## Exercise requirements
Count the lines in the items below that contain the word "column", and reply with that number alone.
--- Start ---
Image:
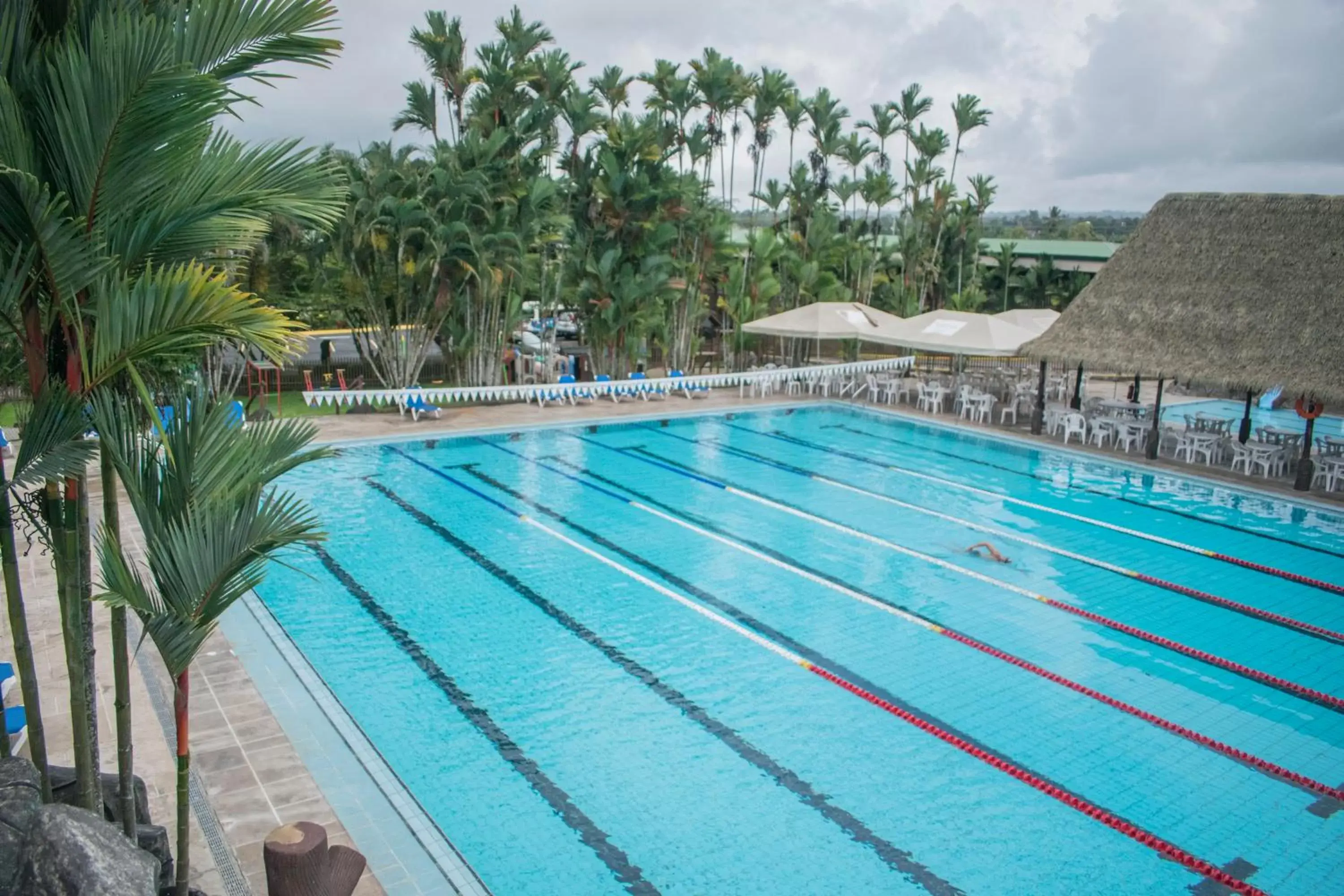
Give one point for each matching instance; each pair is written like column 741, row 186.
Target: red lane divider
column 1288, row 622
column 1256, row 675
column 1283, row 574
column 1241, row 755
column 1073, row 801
--- End ---
--- Start ---
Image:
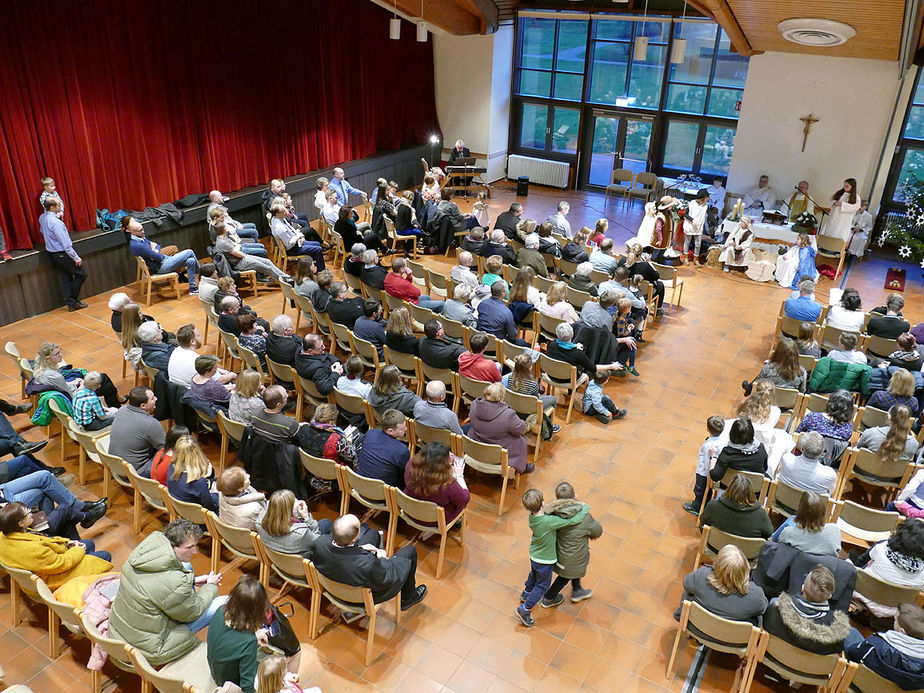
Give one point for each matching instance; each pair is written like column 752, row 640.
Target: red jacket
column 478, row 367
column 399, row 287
--- End ---
## Result
9